# REQUIREMENT
Reproduce the records from the line containing "Place one keypoint on each instance of the snow" through the end of the records, both ends included and requests kept intact. Multiply every x and y coordinate in the answers by 1.15 and round each to a whole number, with halves rounding up.

# SOURCE RECORDS

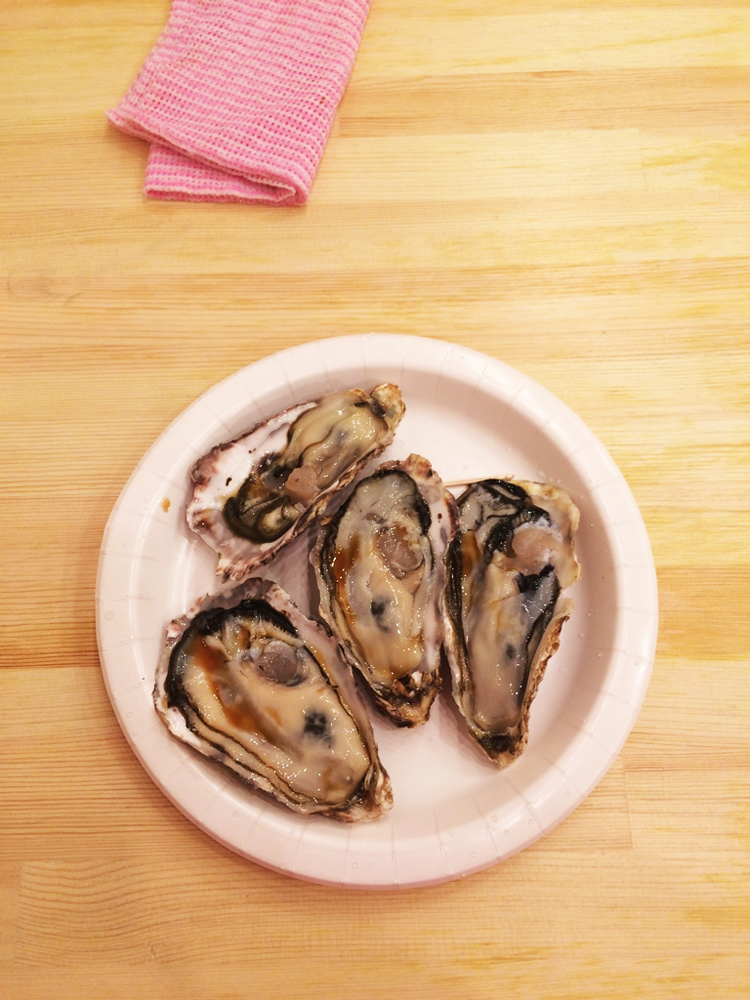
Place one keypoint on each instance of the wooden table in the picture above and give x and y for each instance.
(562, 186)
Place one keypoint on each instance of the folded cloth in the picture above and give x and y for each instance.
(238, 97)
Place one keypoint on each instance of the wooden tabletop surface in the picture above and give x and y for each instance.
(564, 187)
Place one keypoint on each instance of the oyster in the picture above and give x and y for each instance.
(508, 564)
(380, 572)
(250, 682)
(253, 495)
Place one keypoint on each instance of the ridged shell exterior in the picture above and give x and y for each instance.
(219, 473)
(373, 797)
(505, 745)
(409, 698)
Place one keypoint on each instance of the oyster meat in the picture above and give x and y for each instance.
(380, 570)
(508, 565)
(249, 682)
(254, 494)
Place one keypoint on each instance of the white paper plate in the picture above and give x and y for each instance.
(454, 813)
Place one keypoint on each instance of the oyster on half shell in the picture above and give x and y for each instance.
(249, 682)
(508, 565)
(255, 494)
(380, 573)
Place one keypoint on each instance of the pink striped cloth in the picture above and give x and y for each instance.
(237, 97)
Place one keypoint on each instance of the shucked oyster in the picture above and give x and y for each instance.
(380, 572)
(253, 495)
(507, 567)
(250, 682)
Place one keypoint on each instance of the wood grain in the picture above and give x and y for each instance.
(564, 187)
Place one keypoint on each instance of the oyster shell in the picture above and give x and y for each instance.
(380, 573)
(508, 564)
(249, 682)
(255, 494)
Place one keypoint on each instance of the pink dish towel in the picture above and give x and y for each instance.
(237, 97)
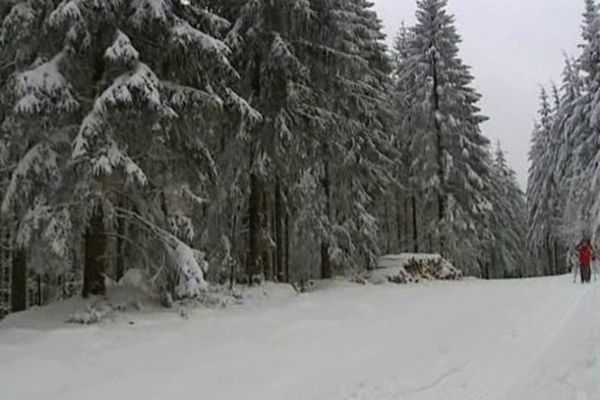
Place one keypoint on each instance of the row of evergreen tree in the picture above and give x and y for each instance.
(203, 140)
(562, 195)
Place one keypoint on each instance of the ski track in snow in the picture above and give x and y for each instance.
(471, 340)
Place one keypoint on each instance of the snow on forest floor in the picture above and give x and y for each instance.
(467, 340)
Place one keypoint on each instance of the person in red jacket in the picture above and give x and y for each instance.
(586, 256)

# RESULT OF THIS TASK
Place one keypoint on each instance of the snow on forest floor in the picture above and give x and y for each instance.
(537, 391)
Place one keypoint on each instance of the person in red jacket in the picture above and give x and y for each instance.
(674, 294)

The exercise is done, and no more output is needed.